## Work to do
Please change "concrete pavement" to "brick pavement" in the stretch of records from the line containing "Your task: a point for each instance of the concrete" through the line containing "Your task: a point for each instance of the microphone, each", and give only those lines back with nothing else altered.

"""

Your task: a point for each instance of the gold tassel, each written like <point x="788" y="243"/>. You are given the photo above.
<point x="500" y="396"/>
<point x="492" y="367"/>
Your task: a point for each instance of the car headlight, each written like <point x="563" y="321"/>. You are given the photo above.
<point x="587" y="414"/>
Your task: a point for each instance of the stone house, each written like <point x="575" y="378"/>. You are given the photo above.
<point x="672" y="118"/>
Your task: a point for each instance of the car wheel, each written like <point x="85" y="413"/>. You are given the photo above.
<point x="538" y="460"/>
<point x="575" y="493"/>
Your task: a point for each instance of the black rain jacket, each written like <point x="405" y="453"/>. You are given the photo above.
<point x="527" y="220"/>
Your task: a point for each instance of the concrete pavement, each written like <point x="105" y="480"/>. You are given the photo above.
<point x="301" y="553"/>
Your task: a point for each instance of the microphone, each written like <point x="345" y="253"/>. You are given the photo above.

"""
"""

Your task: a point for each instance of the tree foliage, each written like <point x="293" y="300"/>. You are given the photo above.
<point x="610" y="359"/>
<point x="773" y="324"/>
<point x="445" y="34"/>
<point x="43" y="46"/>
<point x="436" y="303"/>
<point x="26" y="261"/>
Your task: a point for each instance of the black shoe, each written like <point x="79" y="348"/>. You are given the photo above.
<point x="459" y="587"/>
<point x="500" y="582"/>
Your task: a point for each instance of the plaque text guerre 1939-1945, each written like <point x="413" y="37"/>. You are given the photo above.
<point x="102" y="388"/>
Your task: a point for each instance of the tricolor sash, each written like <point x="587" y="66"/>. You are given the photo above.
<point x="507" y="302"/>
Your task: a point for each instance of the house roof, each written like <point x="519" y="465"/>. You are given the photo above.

"""

## Result of the exercise
Your task: a point for each instance of the brick pavement, each written like <point x="105" y="480"/>. You are given the photo above.
<point x="301" y="553"/>
Your task: a point for each instance of the microphone, each written like <point x="345" y="253"/>. You are given the photo above.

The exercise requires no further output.